Format the lines starting at the one that contains "distant tree, one" and stopping after the one that contains "point(83, 145)" as a JSON list of strings, one string per line, leaving out blank lines.

(Position identification items)
******

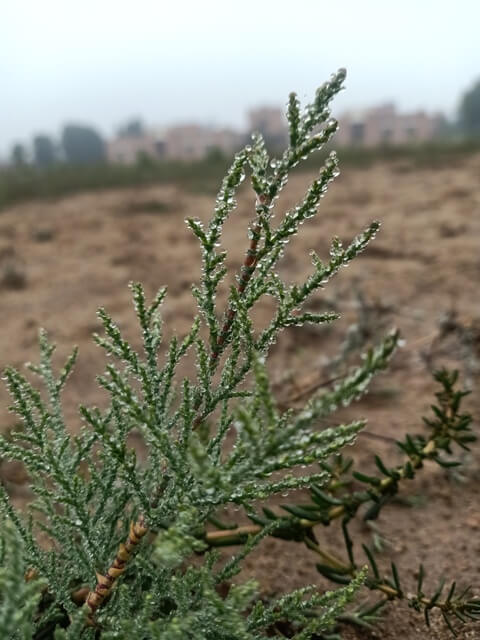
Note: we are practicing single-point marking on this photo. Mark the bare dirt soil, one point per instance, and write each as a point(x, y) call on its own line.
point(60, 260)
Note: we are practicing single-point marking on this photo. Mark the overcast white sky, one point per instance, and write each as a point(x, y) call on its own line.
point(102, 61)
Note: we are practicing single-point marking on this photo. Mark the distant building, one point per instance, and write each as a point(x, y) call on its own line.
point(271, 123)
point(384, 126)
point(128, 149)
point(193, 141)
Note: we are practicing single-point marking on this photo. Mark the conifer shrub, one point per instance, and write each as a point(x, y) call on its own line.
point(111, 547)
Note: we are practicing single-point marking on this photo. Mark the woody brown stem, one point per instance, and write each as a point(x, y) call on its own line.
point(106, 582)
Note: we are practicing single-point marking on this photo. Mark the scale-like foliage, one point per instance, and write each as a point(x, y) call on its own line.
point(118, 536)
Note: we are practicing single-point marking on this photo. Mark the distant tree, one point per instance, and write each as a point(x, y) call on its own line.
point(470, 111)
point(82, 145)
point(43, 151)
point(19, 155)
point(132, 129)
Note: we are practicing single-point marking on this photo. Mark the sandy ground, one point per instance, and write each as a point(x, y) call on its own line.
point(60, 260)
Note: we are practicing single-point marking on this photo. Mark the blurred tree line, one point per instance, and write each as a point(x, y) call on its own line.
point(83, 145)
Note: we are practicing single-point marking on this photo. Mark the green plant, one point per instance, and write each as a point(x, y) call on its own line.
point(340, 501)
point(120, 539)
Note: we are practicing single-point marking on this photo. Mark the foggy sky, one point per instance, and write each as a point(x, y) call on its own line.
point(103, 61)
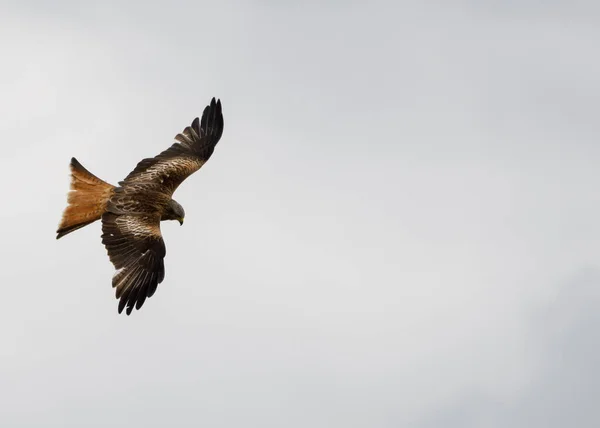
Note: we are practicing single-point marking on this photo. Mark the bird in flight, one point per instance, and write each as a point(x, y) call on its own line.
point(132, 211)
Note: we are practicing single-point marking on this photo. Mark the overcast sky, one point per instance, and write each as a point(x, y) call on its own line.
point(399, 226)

******

Task output:
[
  "Note: we are practicing single-point marking on this photo. Mark the distant tree, one point per instance, and write each as a point(x, y) call on its own line.",
  "point(470, 111)",
  "point(82, 145)",
  "point(43, 151)",
  "point(19, 155)",
  "point(132, 129)",
  "Note: we are practicing single-point marking on this photo. Mark the sandy ground, one point per instance, and write each as a point(x, y) call on its own line.",
  "point(60, 260)",
  "Note: we are practicing single-point marking on this photo. Mark the blurred tree line, one point per instance, and write each as a point(x, y) call on its own line.",
  "point(83, 145)"
]